Please explain in one to three sentences why the list of the best things about having kids counts early tea time as a plus.

• [Page]
····················

The 10 Best Things About Having Kids

They aren’t all bad. There have to be some plusses don’t there?! Here are my top ten…

1 – Farting in public. Not the kids, yours!  If said fart is a bit stinky you can easily declare loudly ‘Oh dear someone needs a nappy change’. If it’s a loud one, just say ‘Excuse you sweetheart’. Note: this only works up to a certain age. Too old and your little darling will be the one loudly declaring ‘Mummy! You pumped!’

2 – Alcohol. It becomes socially acceptable, nay, necessary to be a bit of a soak.

3 – Early tea time. I’m always starving by 5pm so more than happy to have my main meal then! Plus it means no wasting the precious evening time faffing about with dinner.

4 – Chocolate buttons and general crap food. I can’t lie, I think I love them as much as the kids. When they don’t finish them it’s a bigger bonus as you don’t have to stealth steal them like a chocolate ninja.

5 – Going out for coffee. This not only is another necessity to maintain sanity and gain some adult interaction, but it becomes a legitimate wholesome activity to take the kids on and invariably involves cake.

6 – Mum tum. Now, lots of women complain about the stubborn little mum tum that won’t shift no matter how many sit ups you do or kale smoothies you eat. I see it as a blessing. Why bother doing sit ups and eating kale when it won’t shift?! Bring on the movies and chocolate.

7 – Alcohol again. It needs mentioned twice. Chin chin!

····················

• [Supplied entries]

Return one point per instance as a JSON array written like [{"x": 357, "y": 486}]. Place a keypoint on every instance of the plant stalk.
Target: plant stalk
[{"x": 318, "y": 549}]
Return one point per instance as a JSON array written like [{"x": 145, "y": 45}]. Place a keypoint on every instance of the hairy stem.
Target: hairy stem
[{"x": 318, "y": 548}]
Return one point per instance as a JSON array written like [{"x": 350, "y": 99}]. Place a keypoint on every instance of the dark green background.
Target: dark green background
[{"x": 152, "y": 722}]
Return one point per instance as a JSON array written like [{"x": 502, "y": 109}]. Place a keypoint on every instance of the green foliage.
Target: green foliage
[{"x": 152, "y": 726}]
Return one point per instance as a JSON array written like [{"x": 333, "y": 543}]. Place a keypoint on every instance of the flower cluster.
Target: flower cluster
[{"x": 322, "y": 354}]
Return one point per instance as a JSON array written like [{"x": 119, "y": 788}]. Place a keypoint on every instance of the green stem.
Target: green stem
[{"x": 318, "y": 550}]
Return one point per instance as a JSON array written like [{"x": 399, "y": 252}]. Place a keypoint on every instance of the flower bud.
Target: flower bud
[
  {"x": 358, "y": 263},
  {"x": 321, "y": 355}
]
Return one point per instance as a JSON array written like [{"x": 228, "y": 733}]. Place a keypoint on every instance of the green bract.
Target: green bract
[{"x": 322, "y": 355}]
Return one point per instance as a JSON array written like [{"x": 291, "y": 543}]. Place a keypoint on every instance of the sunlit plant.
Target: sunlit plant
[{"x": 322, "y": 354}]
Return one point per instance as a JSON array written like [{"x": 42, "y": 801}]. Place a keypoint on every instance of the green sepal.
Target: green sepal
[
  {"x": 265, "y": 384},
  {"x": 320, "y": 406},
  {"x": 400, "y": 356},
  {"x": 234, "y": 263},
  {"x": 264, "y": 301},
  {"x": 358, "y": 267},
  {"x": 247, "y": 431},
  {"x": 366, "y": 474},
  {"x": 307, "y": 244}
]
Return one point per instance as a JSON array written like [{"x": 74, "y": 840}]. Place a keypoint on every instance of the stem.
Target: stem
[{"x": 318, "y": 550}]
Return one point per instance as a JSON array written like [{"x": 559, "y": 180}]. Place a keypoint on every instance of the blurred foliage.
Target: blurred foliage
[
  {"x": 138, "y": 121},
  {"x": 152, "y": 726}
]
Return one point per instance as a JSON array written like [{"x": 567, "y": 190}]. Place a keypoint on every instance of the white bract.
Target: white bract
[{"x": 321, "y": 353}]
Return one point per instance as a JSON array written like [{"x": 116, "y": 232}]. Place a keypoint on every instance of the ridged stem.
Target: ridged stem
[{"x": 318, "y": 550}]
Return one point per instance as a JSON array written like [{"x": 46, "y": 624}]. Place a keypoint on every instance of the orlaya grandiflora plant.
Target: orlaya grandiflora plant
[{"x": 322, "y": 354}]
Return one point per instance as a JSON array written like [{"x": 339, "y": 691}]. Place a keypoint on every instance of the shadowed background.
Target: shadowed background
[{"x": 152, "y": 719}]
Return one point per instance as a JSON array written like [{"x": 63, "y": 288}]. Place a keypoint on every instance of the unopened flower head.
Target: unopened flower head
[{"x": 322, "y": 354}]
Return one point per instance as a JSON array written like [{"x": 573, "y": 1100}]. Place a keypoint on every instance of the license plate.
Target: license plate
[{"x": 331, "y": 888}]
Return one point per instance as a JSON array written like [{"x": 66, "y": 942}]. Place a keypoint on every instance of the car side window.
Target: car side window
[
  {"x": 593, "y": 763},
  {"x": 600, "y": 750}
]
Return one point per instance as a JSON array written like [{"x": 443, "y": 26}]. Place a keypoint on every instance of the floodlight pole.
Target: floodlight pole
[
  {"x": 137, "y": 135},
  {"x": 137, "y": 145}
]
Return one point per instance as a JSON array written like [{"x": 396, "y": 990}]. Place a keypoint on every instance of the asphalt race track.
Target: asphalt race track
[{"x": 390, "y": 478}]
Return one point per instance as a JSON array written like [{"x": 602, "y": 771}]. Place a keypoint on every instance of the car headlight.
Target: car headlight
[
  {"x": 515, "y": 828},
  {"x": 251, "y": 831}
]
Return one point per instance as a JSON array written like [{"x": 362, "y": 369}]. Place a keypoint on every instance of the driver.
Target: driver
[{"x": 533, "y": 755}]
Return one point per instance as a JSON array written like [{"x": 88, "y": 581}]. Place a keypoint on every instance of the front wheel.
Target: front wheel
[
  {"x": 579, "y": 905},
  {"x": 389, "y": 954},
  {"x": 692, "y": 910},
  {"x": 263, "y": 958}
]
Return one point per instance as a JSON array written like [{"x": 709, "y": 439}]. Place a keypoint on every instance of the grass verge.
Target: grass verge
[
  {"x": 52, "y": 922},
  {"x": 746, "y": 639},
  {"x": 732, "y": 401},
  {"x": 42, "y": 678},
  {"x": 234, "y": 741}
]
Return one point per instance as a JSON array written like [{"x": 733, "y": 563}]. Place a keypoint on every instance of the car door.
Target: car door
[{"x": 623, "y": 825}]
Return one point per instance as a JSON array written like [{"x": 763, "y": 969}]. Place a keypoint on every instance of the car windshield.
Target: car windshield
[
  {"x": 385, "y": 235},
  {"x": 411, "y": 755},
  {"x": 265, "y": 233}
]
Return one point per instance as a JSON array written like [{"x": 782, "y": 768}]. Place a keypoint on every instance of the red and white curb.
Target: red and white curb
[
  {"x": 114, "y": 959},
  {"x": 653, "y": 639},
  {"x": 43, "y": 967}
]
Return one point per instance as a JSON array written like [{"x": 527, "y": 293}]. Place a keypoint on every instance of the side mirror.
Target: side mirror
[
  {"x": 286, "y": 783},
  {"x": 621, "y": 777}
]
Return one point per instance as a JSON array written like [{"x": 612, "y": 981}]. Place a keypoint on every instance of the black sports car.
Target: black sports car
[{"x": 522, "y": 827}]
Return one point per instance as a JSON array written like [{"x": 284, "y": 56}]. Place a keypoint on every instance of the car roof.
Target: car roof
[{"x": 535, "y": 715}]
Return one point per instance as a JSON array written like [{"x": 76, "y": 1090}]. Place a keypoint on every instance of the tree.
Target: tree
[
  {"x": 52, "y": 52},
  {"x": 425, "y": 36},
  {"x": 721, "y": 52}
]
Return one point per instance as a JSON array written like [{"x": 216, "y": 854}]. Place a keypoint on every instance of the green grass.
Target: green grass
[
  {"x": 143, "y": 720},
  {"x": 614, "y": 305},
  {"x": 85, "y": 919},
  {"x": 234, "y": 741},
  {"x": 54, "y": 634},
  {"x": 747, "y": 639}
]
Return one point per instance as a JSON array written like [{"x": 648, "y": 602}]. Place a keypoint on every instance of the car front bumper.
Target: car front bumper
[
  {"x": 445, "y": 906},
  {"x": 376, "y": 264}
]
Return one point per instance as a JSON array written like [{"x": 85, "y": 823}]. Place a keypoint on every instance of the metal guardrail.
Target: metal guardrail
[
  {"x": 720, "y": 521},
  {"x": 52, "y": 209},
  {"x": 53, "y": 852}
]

····················

• [Answer] The writer is always starving by 5pm, so having the main meal then is welcome. Eating early also means the precious evening time isn't wasted faffing about with dinner.